===== Document passage

Judy, can you tell us a little bit about your own situation and what you’ve learned about the role of parents in identifying learning disabilities?
My daughter, Marielle, was diagnosed with a speech and language delay at age two and a half. Because she was my first child, I didn’t really have a frame of reference about child development. And although one is always counseled as a new parent not to compare children, it was hard not to notice that Marielle was behind in terms of language development.

I had a friend who was a speech and language pathologist who offered to set up an appointment at Mount Sinai Hospital in New York with a colleague with whom she trained. Marielle was diagnosed then with a language delay, and speech-and-language therapy was recommended twice a week.

Because Marielle was so young, and because I knew absolutely nothing about the process, I made an appointment with the first speech and language pathologist that was recommended. And, although my daughter wasn’t even three at the time, Louise, the therapist, scheduled her in the early afternoon, after preschool at the time of day when until very recently she had napped. As a result, Marielle was irritable and restless and reluctant to let me leave the room.

But after a number of months of therapy, Louise felt that Marielle’s problems were not developmental. They would not clear up on their own and she suggested looking at special needs preschool.

It was devastating for me to have such a young child with what seemed like a potentially far-reaching set of problems. And I think the worst part then was just feeling so alone. I wondered exactly what was wrong with my daughter and what it would mean for her future.

In what was probably my first active advocacy on behalf of Marielle, I decided to change therapists. I didn’t leave Louise because I didn’t like her diagnosis, although I didn’t like it. I switched to somebody who was more compassionate towards me, as compassionate as she was to Marielle. And while certainly Marielle’s needs came first, I discovered that finding a professional who spoke with me in an understanding and caring matter made difficult news easier to hear. I felt I had an ally.

I think the most important thing for parents to keep in mind is that, regardless of how long your child has been identified, never underestimate the importance of your role because you as the parent know your child best. And although you should listen to the advice and recommendations of professionals, also trust yourself. And if the person you sought help from isn’t helpful, find somebody else.

==========
===== Information provided

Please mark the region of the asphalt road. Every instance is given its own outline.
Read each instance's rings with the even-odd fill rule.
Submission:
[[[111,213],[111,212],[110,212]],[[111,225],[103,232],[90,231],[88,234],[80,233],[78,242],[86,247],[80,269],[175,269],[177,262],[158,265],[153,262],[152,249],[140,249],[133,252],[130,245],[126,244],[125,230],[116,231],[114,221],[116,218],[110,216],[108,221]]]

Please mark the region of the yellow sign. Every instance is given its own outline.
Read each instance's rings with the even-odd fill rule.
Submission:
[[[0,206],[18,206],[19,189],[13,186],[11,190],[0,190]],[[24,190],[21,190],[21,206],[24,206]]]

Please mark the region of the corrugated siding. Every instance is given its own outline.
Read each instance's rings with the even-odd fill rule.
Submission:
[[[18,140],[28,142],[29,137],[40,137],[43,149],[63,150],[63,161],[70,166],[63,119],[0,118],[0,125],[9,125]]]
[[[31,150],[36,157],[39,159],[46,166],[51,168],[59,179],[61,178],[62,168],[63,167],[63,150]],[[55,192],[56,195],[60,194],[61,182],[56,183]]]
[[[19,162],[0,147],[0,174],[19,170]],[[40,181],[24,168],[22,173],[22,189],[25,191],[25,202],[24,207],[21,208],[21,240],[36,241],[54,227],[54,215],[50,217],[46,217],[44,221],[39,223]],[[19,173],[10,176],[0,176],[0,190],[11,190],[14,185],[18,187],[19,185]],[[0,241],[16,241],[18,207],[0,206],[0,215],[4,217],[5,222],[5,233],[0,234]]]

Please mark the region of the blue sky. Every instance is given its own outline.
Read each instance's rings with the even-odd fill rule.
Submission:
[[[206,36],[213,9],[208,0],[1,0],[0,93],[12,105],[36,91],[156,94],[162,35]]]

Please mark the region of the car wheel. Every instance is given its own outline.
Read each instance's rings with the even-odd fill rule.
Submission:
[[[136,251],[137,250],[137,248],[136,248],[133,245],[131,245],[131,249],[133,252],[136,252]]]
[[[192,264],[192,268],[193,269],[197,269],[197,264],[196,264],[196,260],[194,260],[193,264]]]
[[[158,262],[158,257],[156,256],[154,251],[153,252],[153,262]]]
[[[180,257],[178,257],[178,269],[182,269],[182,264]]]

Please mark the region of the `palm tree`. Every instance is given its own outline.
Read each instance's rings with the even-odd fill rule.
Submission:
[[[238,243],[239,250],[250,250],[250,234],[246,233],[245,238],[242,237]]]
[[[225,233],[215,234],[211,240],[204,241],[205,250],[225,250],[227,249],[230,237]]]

==========

▸ **Your objective**
Carry on the interview about a parent's role in identifying a child's learning disabilities, beginning right after its final sentence and keeping it separate from the listing.

▸ **Task output**
Judith, once you and the school decided that a formal evaluation was needed, how did you feel and what did you expect would happen?
It actually wasn’t the school’s suggestion because Marielle was still young. Her teachers felt that her problems were developmental and that she would outgrow them. It was the speech and language therapist who felt that she needed further testing and further help.

hat precipitated this was that Louise, the language therapist, visited Marielle’s preschool class which was a mixed-age group of three- and four-year-olds. It happened to be around Thanksgiving and the children were making cut-out turkeys and Marielle had difficulty placing the turkey’s eyes where they belonged.

So later in the day when Louise met with Marielle’s teacher and principal at school, she said that [Marielle’s trouble with small motor control] in conjunction with her language issues led her all the more to recommend the special needs preschool.

Both the teacher and principal disagreed [with Louise], feeling that Marielle would catch up. They noted that her receptive language was good and she had friends. But again, Louise did not feel this way. So it was at this point that I decided I couldn’t make the decision. I was being told two different things by two sets of professionals. And I decided to have a psychologist test her.



The two speech and language evaluations that she had already had only targeted her language difficulties, and I needed a more complete picture of her functioning to make what seemed like a monumental decision between a regular preschool or a special needs preschool.